● EXERCISE MATERIAL

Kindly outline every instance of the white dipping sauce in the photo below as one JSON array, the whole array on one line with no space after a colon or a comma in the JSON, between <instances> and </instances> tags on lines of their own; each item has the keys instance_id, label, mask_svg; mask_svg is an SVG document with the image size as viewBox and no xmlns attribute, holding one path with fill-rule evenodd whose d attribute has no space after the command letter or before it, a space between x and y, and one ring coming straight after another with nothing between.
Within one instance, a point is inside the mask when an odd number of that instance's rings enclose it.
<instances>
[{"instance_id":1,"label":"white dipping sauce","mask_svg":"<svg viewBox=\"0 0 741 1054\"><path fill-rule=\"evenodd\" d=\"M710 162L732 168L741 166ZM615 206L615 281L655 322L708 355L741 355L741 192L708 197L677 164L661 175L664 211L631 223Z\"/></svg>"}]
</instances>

● TASK
Copy the entries above word for word, keeping every character and line break unchanged.

● TASK OUTPUT
Kindly outline every instance of the white dipping sauce in the photo below as one JSON array, the whole array on one line with no space after a colon or a comma in the JSON, between <instances> and </instances> tags on lines of their own; each item has the keys instance_id, label, mask_svg; mask_svg is an SVG document with the image size as viewBox and no xmlns attribute, holding one path with fill-rule evenodd whose d attribute has no space after the command letter or before it, a space between x and y, and one ring coming straight after another with nothing between.
Within one instance, a point is inside the mask when an odd number of that instance's rings enclose it.
<instances>
[{"instance_id":1,"label":"white dipping sauce","mask_svg":"<svg viewBox=\"0 0 741 1054\"><path fill-rule=\"evenodd\" d=\"M710 162L732 168L741 166ZM615 206L615 281L655 322L708 355L741 355L741 192L708 197L677 164L661 175L664 211L631 223Z\"/></svg>"}]
</instances>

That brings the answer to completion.